Exercise goal » Below are some records. Write out exactly their lines from the one with "Where can the green" through the one with "Target: black bike seat", and leave the pictures behind.
━━━━
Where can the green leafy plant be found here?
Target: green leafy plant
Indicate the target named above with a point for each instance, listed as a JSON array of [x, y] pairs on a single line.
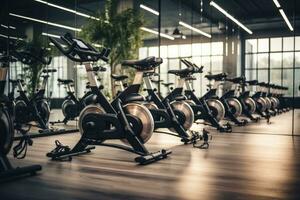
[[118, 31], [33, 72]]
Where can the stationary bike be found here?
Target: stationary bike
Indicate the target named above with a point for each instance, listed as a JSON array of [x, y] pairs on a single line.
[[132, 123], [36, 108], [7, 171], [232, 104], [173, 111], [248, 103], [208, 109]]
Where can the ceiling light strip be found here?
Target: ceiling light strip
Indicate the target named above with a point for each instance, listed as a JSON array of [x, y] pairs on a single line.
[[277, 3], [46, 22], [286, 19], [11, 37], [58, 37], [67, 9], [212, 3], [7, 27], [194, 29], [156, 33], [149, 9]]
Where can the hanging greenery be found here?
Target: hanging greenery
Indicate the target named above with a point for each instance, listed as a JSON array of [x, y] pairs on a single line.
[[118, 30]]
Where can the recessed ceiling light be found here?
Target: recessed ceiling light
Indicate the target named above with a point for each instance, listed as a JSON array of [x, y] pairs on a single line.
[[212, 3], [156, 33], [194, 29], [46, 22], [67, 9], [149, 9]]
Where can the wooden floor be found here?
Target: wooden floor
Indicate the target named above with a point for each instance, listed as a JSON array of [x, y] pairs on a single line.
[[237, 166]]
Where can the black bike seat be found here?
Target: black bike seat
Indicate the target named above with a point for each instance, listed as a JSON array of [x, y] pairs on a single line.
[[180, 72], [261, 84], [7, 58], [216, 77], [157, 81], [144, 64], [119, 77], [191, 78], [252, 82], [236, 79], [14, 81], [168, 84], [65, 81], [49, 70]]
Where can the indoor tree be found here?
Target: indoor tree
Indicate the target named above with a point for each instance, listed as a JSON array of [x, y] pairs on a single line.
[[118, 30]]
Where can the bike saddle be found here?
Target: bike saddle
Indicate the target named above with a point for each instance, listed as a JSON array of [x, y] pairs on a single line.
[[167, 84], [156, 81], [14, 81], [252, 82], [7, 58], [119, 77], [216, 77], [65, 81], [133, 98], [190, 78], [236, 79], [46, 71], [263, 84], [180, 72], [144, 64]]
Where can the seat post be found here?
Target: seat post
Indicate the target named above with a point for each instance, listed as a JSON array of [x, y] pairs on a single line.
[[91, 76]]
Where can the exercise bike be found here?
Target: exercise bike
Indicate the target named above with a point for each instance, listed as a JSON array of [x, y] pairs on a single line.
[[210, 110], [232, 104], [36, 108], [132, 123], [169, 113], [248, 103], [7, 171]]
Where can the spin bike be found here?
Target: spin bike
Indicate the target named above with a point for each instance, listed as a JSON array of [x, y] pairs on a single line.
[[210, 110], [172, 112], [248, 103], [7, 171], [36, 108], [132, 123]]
━━━━
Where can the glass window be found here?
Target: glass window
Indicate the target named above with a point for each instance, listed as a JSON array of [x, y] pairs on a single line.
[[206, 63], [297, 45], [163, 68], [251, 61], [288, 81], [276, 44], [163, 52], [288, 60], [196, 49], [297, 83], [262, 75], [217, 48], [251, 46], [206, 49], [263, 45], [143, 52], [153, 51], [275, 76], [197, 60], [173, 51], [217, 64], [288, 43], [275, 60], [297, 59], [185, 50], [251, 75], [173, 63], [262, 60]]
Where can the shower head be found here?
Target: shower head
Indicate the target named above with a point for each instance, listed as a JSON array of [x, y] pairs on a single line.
━━━━
Result of this task »
Where can the green leafy plant be found here?
Target: green leafy plant
Indicate the target named above with a point for each instance, listed as a JSON array of [x, y] pairs on a single line.
[[118, 31], [33, 72]]
Where can the stationary bike be found here?
Target: stationary bike
Indicate the target named above with a point for each instance, listed as a JSON array of [x, y] pairs on a single line.
[[132, 123], [36, 108], [7, 171], [232, 104], [173, 111], [248, 103], [208, 109]]
Where can the ceiling light strip be found here?
Target: ceiling light strip
Indicate the target named above with a point for each instance, listed as a JSON array of [x, y] pairs on a single line.
[[277, 3], [46, 22], [286, 19], [11, 37], [58, 37], [67, 9], [212, 3], [7, 27], [194, 29], [156, 33], [149, 9]]
Where can the hanging greenery be found here?
Target: hanging greenery
Indicate the target named above with a point for each instance, listed as a JSON array of [x, y] pairs on a single line.
[[118, 30]]
Where can the recessed ceiling light be found here?
Target: recessed ceiling light
Indicate the target named above with a point for each instance, listed as a JSON array of [x, y] pairs on a single line.
[[212, 3], [156, 33], [194, 29], [46, 22], [67, 9], [149, 9]]
Where can the wooden floor be found here?
Target: wooden floor
Indicate the target named above with a point for each instance, listed as a JSON array of [x, y] pairs on a single line.
[[237, 166]]
Where can the black bike seat be found here?
Target: black bike seat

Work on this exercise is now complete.